**Work to be completed**
Please copy out the lines of each entry below word for word, leaving out the pictures.

**Data listing**
______________________________

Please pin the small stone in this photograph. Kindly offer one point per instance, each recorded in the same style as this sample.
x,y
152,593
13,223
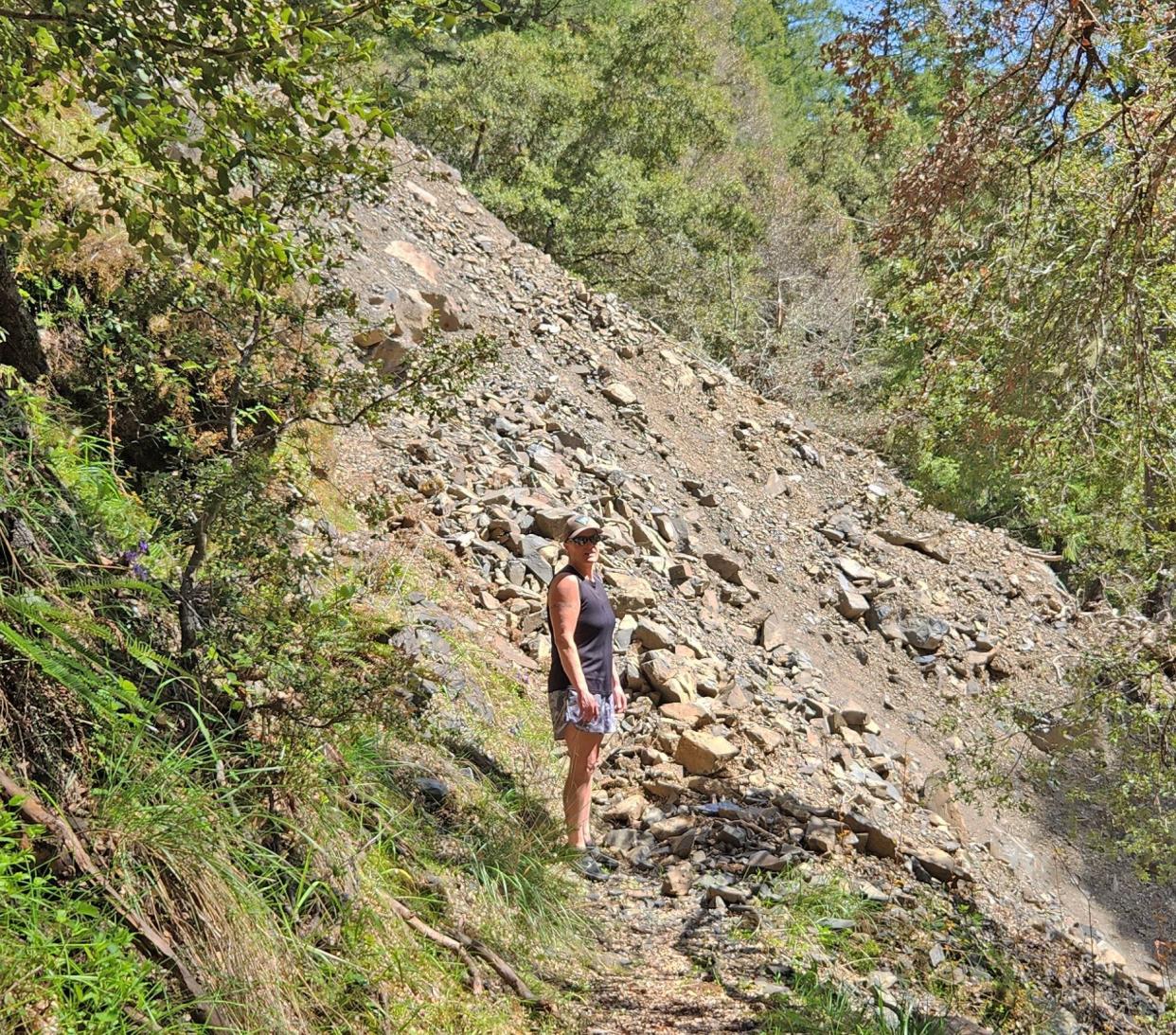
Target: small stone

______________________________

**Response to this exercise**
Please pin the small stone in this photograph. Kindly offer one point per instance, each recorded in the same style as this sample.
x,y
152,593
13,223
Target: small stone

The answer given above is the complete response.